The records |
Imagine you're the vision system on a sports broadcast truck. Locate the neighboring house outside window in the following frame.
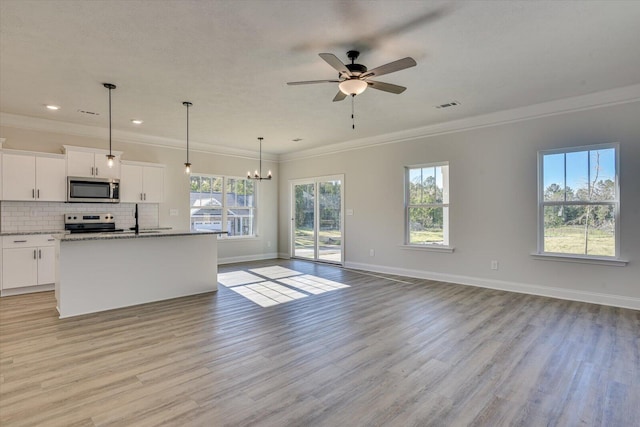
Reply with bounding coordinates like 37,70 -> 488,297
538,144 -> 620,257
405,162 -> 449,246
190,175 -> 256,237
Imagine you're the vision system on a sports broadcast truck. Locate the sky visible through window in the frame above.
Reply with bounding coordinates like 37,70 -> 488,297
544,148 -> 615,191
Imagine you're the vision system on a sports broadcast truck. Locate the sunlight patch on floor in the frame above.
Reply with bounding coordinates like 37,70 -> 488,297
280,274 -> 349,295
229,282 -> 308,307
218,270 -> 264,288
249,265 -> 302,279
218,266 -> 349,307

Task to carry out | Copy out all of the data above, requests included, scaling every bounding box coordinate in the answers by 2.6 and rounding to whole numbers, halves up. Keep the format sample in the requests unchanged, and leave the picture out.

Exercise result |
Imagine you're the vision system on a sports broadcast truck. Locate the neighboring house outside window in the following frame.
Reply with bounding coordinates like 37,70 -> 488,297
1399,374 -> 1612,668
1053,421 -> 1167,640
494,455 -> 666,616
Imagine you're the vision system on a sports broadcast truck. Locate the sky visible through window in the frame above.
Reply with bounding coordinates like 37,70 -> 488,297
1414,385 -> 1599,497
Imagine you're the vision system on a sports broadcast truck. Locate the sunlight patch on floor in the frame above.
Reply with bounding coordinates like 37,70 -> 488,297
728,712 -> 907,767
595,733 -> 801,798
567,702 -> 686,749
647,689 -> 785,725
567,692 -> 907,798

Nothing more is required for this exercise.